## [What you should do]
All entries below are to be written out again exactly, but no picture is to be copied.
════════════════════
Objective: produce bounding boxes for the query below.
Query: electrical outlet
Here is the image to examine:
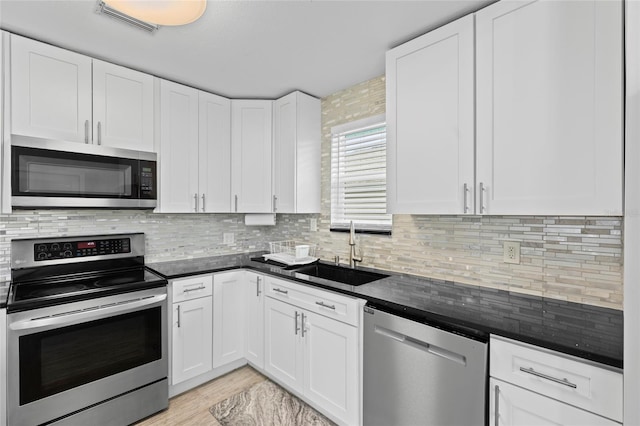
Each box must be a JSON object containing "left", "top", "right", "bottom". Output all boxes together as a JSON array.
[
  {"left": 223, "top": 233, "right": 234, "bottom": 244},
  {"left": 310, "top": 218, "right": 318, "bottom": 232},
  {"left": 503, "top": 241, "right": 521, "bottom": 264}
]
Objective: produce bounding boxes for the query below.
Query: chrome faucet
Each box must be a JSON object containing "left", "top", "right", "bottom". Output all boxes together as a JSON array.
════════════════════
## [Exercise output]
Objective: produce bounding boxes for the query below.
Query: electrical outlet
Here is the image to examine:
Each box must be a JSON object containing "left", "top", "right", "bottom". Output all boxes together as a JSON array.
[
  {"left": 223, "top": 233, "right": 234, "bottom": 244},
  {"left": 310, "top": 218, "right": 318, "bottom": 232},
  {"left": 503, "top": 241, "right": 521, "bottom": 264}
]
Objective: produce bounding boxes for the query below.
Query: chrome faucet
Each box must be a JSON object containing "left", "top", "right", "bottom". Output all boxes together as a JSON array.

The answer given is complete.